- _Belge Metni_:
☆ ☆ ☆ ☆ ☆ ☆ ☆

Kitap Tanıtımı |
Düşülkenin Şiir İçin serisindeki ilk kitap
olan Azzeye Mektuplar okurla buluşuyor
Tamer Dursun, Azeye Mektuplarda,
içinden geçtiğimiz çağda aşkı, teknolojik
gelişme ve yükselen kapitalizmin etkisiyle
dönüşen hayatlarımızda yitirdiklerimizi,
hayatımıza yansıyan kolaylıkların aslında
bizi insan kılan alışkanlık ve
yaklaşımlarımızdan ne kadar uzak
düşürdüğünü, insancıllığımızı ne derece
koruyabildiğimizi sorguluyor.
Yazmak, yöntemin bireyselliğiyle
tartışıladursun ben hep, şiirin en samimi
ve en damıtılmış duygu dökümü
olduğunu ve şiir yazıcısına kendisini
adeta öksürük gibi söktürdüğünü, bu
yapı-söküm esnasında insanı da
iyileştirdiğini savundum.

☆ ☆ ☆ ☆ ☆ ☆ ☆

- _Çıkarılan Malzeme_:
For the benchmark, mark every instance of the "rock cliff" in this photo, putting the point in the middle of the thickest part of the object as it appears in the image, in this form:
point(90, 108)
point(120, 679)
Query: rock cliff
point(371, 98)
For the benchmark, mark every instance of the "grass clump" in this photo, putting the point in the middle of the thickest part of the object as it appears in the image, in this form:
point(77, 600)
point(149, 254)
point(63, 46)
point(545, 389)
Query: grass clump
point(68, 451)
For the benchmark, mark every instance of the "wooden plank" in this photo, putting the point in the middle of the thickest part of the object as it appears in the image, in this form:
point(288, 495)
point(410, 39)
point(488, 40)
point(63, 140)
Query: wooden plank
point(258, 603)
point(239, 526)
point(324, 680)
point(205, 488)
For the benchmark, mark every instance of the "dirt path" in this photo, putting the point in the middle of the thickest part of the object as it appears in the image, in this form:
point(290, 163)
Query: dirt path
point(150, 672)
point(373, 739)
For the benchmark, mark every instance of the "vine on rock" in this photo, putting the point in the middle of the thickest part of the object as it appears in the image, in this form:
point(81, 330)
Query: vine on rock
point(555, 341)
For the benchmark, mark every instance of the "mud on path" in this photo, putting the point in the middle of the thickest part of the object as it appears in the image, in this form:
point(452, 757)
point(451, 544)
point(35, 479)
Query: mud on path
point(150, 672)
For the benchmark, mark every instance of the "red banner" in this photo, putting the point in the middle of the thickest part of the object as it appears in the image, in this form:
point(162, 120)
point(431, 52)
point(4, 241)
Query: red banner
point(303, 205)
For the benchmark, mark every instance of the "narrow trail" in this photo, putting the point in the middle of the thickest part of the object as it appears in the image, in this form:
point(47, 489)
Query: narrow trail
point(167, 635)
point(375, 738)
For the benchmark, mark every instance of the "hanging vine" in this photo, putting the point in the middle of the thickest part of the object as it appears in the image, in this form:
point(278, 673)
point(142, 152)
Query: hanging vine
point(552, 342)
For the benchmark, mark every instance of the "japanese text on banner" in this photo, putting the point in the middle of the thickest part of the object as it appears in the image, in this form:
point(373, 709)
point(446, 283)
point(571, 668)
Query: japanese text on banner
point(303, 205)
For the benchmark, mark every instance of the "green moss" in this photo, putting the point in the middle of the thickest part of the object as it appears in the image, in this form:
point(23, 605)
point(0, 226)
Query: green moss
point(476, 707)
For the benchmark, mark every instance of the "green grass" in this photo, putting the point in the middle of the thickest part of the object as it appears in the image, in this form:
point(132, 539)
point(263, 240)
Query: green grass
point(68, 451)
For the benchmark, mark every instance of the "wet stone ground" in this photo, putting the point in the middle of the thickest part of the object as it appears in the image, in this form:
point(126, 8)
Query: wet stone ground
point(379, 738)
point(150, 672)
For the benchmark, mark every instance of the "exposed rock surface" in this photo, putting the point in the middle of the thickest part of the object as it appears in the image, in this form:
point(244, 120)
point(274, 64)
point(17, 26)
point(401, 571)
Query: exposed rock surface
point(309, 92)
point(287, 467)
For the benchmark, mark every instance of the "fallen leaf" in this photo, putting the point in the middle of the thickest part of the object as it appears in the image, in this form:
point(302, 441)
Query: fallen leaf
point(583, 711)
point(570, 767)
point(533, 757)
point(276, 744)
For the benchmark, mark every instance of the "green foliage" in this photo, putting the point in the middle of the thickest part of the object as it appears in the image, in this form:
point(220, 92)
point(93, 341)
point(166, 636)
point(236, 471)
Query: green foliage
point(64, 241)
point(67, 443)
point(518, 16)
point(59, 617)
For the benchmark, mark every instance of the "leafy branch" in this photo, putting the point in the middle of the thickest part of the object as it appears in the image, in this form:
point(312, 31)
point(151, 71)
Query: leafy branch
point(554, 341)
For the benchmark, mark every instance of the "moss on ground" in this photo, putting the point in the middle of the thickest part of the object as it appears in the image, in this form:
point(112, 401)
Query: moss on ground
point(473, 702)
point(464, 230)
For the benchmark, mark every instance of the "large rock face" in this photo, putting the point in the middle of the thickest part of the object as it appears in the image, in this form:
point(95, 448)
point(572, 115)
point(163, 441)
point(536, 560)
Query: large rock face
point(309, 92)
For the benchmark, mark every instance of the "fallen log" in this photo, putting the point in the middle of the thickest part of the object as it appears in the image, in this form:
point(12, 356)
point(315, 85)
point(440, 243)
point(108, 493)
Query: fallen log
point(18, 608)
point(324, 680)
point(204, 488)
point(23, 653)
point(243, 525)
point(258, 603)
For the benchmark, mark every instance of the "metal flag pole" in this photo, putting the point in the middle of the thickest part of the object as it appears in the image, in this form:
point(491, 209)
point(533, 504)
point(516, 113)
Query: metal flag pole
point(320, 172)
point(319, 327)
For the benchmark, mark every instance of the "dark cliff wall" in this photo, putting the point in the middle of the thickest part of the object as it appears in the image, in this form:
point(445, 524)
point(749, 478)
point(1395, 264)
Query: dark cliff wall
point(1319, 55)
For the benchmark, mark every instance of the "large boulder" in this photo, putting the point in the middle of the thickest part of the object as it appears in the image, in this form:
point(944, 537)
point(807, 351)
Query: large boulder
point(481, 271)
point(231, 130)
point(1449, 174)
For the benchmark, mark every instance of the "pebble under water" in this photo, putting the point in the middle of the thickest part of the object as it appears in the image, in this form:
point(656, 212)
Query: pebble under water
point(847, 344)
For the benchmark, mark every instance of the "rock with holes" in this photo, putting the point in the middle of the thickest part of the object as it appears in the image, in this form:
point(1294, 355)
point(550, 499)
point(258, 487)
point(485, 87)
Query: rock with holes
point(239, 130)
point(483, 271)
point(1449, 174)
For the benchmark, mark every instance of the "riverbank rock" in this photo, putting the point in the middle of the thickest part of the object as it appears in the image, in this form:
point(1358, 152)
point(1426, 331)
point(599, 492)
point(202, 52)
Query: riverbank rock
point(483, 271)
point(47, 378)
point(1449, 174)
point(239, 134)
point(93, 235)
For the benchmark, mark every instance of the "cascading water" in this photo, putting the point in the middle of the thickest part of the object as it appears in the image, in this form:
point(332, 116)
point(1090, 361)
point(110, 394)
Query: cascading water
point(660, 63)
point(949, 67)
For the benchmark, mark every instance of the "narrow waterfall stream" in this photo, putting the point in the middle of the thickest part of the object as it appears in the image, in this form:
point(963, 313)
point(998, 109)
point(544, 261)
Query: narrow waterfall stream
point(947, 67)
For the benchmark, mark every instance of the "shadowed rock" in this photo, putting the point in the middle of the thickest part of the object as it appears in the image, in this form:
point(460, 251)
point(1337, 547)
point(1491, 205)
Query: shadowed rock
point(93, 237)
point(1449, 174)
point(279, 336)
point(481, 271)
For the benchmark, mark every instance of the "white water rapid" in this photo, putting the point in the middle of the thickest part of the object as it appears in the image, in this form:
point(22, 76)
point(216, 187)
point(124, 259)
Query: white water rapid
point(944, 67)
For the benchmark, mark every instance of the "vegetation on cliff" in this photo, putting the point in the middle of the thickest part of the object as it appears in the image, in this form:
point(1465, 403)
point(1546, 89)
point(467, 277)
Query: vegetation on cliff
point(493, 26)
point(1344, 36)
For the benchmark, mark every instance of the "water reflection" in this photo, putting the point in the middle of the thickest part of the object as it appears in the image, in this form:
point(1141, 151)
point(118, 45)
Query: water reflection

☆ ☆ ☆ ☆ ☆ ☆ ☆

- _Yapılacaklar_:
1. Lütfen kitap tanıtımının son cümlesinde şiir hakkında savunulan görüşleri tek tek sıralayın.
2. Kitap tanıtımına göre Tamer Dursun, hayatlarımızın hangi etkilerle dönüştüğünü belirtiyor?

- _Çözümler_:
1.
- Şiir en samimi ve en damıtılmış duygu dökümüdür.
- Şiir, şiir yazıcısına kendisini adeta öksürük gibi söktürür.
- Bu yapı-söküm esnasında şiir insanı da iyileştirir.

2. Teknolojik gelişme ve yükselen kapitalizmin etkisiyle.